■ Records for the task ■
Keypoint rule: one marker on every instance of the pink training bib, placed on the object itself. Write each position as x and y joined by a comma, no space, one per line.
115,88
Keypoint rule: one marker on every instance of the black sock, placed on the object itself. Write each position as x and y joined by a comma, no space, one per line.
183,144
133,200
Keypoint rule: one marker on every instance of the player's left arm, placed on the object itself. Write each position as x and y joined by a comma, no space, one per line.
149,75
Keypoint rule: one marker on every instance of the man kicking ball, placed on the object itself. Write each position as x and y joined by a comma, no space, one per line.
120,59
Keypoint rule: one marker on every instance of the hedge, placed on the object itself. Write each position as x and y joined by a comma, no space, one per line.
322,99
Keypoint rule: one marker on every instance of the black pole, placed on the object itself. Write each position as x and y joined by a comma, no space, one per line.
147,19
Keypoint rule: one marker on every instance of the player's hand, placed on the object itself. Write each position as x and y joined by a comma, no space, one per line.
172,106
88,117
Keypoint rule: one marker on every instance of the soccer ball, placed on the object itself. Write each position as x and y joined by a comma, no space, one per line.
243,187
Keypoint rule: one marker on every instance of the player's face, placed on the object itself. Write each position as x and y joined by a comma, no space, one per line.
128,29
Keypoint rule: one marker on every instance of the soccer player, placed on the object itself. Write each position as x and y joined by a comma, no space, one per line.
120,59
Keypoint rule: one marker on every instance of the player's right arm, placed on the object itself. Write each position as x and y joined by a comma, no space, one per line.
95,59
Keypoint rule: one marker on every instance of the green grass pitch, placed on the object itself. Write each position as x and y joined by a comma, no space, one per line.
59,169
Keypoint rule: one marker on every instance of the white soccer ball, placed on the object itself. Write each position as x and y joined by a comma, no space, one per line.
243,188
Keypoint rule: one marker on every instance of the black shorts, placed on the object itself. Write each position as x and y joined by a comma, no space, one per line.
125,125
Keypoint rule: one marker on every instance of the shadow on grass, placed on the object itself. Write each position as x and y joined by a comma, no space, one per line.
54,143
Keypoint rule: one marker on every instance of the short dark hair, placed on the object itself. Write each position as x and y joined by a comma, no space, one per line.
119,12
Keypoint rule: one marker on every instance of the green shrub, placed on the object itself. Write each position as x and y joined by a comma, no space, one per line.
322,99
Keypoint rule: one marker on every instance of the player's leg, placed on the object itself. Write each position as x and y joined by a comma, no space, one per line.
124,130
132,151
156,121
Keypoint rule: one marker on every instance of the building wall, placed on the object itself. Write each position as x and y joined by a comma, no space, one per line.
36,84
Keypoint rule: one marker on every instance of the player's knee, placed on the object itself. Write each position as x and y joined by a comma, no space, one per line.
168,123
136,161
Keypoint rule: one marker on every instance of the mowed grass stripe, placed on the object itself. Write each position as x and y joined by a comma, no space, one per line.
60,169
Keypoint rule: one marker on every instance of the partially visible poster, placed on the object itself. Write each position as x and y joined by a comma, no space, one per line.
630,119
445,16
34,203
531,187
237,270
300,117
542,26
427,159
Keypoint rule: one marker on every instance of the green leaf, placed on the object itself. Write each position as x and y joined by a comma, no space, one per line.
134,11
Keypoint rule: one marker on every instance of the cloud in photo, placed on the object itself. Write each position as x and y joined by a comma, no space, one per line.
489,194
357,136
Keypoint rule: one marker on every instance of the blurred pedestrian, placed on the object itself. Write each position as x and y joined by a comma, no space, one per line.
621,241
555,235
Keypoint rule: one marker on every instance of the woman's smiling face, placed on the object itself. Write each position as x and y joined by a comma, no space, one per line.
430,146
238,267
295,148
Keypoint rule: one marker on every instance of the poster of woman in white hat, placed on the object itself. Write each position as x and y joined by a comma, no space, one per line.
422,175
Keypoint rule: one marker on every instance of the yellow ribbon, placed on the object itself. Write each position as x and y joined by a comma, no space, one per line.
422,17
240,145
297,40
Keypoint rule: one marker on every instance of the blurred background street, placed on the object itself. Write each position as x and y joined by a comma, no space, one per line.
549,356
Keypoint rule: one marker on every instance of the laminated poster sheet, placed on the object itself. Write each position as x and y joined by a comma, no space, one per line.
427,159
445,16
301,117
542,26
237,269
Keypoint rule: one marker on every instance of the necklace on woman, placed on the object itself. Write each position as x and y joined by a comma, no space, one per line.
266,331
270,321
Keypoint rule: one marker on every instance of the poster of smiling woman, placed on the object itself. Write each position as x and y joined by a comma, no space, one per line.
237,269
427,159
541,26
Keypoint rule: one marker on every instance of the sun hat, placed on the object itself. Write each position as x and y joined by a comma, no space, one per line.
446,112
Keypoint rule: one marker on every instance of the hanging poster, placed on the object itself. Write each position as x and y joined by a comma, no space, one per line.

■ Challenge ■
Quote, word for word, every line starting at the one that contains "Keypoint rule: one marker on every instance of the necklace" and ending with the final line of the entries.

■ Finished task ■
Keypoint rule: one marker on every instance of the necklace on woman, placed on the object itself. Write each position as x and y joined by a comma, no space, one per line.
266,331
270,321
Keypoint rule: one marker on every instance of the poster of smiling woman, placed on the object itself. Write each position as x and y joined by a comma, no space, one per line.
237,269
427,159
541,26
Keypoint rule: one marker on every instance of the sun hat, placed on the object itself. Write each position as x and y joined by a comma, no space, one per line.
446,112
Keypoint rule: one marker on every instance of the hanging poster, placed on the object itself. Write each position as x and y joined by a comma, no space, one per line.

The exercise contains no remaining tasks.